→ **Exercises**:
**a.** Copy the passage of the vulture article from "In a recent" up to and including "criterion for conservation.", without changing a character.
**b.** Using the vulture article, explain in one to three sentences why the number of white-rumped vultures dropped so sharply over the last three decades.

→ **Text provided**:
-*-

Image credits: Sindhuja Sirigeri
The white-rumped vulture (Gyps bengalensis) was once one of the most abundant raptors in the world. Over the last three decades, their numbers have drastically reduced, thanks to diclofenac poisoning. Diclofenac is a veterinary drug used for alleviating pain in dying cattle. When vultures feed on the diclofenac-injected animal carcasses, they develop gout in their internal organs and die. With steps like banning diclofenac for veterinary purposes, establishing captive breeding centres and identifying ‘vulture safe zones’, the future for these majestic scavengers look bright.
In a recent study, biologists from the Bombay Natural History Society, Mumbai, have surveyed white-rumped vultures in the Sigur plateau of Tamil Nadu and have concluded that this region could be an ideal place for a vulture sanctuary. The study, published in the Journal of Threatened Taxa, has also analysed the public perception of vultures in the area—a key criterion for conservation.

-*-

(Saved data entries)

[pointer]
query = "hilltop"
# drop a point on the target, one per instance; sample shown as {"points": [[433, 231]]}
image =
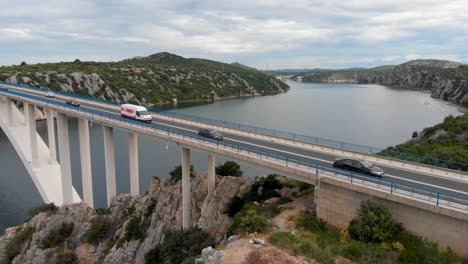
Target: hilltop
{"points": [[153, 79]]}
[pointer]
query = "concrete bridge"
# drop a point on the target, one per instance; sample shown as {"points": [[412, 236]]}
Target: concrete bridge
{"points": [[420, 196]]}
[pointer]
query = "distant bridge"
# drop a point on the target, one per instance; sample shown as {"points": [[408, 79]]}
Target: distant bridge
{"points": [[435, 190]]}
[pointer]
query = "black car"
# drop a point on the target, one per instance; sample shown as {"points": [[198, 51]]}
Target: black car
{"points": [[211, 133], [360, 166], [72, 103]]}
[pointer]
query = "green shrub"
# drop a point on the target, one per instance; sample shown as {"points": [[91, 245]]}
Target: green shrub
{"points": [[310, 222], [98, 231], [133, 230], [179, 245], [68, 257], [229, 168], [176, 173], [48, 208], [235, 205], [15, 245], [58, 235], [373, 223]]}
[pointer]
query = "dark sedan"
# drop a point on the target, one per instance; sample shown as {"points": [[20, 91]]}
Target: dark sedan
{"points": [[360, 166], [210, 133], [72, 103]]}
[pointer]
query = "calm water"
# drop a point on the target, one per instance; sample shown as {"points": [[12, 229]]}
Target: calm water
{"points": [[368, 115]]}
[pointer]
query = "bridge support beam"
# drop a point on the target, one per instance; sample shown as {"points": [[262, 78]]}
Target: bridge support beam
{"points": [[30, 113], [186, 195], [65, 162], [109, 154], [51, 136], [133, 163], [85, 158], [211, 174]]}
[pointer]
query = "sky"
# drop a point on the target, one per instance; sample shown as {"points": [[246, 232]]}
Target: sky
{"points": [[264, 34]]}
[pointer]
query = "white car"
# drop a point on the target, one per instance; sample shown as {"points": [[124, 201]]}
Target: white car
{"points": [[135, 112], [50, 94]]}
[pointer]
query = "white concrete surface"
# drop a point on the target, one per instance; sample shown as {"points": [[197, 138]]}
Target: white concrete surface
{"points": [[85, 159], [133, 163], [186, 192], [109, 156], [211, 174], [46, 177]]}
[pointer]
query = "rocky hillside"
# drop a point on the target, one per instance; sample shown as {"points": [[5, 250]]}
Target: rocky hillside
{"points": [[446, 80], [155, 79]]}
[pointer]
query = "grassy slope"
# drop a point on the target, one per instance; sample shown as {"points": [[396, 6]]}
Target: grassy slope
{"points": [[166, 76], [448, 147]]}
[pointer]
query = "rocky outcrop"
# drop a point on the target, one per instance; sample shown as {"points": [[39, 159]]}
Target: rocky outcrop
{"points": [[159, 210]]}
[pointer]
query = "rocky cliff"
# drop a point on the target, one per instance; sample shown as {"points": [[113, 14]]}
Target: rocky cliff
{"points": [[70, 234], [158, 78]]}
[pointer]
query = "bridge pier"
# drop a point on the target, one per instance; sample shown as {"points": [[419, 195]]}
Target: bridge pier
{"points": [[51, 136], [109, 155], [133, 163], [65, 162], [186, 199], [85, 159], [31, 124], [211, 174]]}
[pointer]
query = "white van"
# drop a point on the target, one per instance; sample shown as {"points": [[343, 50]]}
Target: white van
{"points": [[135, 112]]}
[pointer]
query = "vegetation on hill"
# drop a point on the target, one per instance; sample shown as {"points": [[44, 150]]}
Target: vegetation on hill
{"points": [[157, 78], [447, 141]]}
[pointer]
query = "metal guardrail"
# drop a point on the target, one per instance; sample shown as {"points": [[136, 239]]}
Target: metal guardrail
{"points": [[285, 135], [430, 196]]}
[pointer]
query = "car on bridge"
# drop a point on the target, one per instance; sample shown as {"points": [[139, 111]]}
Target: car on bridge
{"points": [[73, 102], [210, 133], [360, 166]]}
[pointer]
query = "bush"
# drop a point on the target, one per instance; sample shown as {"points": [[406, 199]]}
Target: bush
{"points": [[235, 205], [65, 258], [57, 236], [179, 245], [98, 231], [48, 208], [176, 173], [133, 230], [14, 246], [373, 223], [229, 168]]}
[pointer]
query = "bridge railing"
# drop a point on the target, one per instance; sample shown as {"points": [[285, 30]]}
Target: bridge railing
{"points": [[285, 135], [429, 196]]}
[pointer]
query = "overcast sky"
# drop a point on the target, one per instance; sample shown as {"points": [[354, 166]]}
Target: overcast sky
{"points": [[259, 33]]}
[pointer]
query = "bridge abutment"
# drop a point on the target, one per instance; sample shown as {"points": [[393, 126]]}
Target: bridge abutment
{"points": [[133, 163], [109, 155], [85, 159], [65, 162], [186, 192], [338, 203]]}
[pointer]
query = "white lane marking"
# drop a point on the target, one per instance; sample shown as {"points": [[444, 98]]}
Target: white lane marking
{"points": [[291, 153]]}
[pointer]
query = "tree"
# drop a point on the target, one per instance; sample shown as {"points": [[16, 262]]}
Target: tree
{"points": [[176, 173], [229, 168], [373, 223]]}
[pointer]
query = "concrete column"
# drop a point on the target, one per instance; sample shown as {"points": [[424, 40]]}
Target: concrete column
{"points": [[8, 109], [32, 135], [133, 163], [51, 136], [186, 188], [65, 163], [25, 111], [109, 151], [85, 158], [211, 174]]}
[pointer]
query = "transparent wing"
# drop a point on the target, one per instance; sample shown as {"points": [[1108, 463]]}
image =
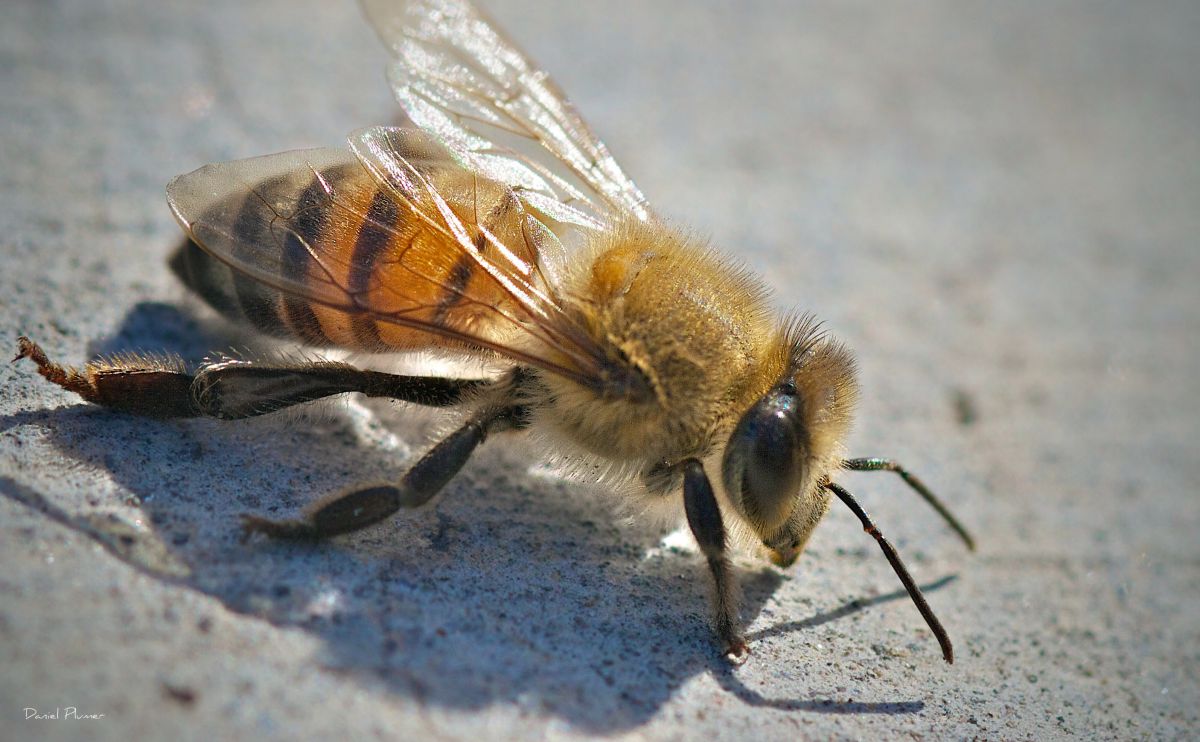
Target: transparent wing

-*-

→ **Answers for the tasks**:
**a.**
In a recent study, biologists from the Bombay Natural History Society, Mumbai, have surveyed white-rumped vultures in the Sigur plateau of Tamil Nadu and have concluded that this region could be an ideal place for a vulture sanctuary. The study, published in the Journal of Threatened Taxa, has also analysed the public perception of vultures in the area—a key criterion for conservation.

**b.** The decline came from diclofenac poisoning. Diclofenac is a veterinary drug given to relieve pain in dying cattle, and vultures that feed on the carcasses of animals injected with it develop gout in their internal organs and die.